**Instructions to follow**
Using the records below, give again exactly the lines from the line that contains "# pick out one point per instance of the building" through the line that contains "# pick out one point per instance of the painted", both ends included, and only those.

---- Input

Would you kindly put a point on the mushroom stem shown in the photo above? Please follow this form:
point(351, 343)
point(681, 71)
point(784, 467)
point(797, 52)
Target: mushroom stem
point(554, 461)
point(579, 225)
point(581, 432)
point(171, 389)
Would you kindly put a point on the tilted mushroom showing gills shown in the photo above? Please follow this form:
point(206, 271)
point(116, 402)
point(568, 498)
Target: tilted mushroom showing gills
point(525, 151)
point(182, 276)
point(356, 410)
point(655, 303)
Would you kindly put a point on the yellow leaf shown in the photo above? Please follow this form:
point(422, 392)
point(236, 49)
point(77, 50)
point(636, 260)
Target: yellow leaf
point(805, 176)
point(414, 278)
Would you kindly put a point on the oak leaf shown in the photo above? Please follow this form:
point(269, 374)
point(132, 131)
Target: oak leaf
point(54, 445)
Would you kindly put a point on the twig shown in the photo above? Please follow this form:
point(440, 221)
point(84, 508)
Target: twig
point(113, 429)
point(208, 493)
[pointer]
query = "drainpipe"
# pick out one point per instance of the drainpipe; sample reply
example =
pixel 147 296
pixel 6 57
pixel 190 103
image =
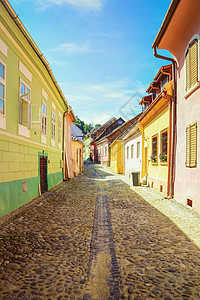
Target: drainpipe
pixel 64 152
pixel 173 140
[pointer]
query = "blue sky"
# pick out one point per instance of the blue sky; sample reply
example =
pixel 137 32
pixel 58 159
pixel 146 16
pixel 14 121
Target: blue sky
pixel 99 50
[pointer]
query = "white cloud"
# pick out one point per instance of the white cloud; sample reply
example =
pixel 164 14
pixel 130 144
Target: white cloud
pixel 100 102
pixel 71 48
pixel 94 5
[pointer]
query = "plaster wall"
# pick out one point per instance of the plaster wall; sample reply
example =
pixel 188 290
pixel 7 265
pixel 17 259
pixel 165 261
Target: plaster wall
pixel 132 164
pixel 156 173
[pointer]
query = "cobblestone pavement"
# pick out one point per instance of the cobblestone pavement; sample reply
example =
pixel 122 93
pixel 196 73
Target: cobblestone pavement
pixel 95 238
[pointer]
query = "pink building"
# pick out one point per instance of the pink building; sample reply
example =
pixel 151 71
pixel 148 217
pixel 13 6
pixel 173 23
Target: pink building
pixel 180 34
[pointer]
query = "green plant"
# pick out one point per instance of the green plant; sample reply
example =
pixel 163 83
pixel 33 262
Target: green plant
pixel 163 157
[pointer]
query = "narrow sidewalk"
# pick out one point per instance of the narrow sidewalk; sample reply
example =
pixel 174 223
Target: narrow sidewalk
pixel 184 217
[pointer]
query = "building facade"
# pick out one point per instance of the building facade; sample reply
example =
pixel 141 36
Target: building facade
pixel 156 128
pixel 132 151
pixel 32 107
pixel 180 34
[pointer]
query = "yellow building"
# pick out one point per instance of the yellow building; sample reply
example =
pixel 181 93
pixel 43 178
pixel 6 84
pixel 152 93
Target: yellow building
pixel 155 125
pixel 116 148
pixel 32 113
pixel 117 156
pixel 77 156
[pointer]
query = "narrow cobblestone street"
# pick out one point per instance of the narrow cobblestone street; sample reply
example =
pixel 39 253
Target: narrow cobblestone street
pixel 95 238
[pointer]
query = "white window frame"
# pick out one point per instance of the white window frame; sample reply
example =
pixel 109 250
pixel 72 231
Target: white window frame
pixel 197 84
pixel 3 82
pixel 23 129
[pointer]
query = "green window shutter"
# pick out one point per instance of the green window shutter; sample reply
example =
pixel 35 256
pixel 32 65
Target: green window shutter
pixel 187 146
pixel 193 145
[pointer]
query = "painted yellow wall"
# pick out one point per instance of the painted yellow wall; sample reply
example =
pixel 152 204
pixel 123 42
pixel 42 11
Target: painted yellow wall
pixel 117 157
pixel 156 173
pixel 77 162
pixel 19 152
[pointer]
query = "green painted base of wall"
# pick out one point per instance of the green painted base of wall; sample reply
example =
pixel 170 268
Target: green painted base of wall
pixel 54 179
pixel 13 197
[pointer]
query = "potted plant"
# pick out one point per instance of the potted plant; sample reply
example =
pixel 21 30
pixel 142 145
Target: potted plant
pixel 163 157
pixel 153 159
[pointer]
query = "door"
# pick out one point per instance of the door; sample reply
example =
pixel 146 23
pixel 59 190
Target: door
pixel 146 161
pixel 43 174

--------

**Solution to the problem**
# pick out one point per instance of the building facade; sample reply
example =
pixel 141 36
Target: building facade
pixel 156 128
pixel 132 151
pixel 32 107
pixel 180 34
[pointer]
query = "yellow building"
# pick out one point per instance of the yellow building; sample reply
example =
pixel 181 93
pixel 43 178
pixel 6 84
pixel 152 93
Target: yellow building
pixel 155 125
pixel 116 148
pixel 32 113
pixel 117 156
pixel 77 156
[pointer]
query = "narrow cobblestone street"
# pick out one point per instance of the narrow cobblestone street; sample reply
example =
pixel 39 253
Target: narrow cobblestone street
pixel 95 238
[pointer]
query = "white window frame"
# pick out one point per instance of the white window frame; sample reply
example =
pixel 109 250
pixel 72 231
Target: white window frame
pixel 197 84
pixel 3 82
pixel 23 129
[pointer]
query = "green window shutter"
# pick out one point per instance of the green window shutter; sample reply
example =
pixel 35 256
pixel 32 65
Target: green window shutter
pixel 187 146
pixel 193 145
[pointer]
query = "painted yellow wall"
# pick out one point per instance of the painted yellow wall; sample reply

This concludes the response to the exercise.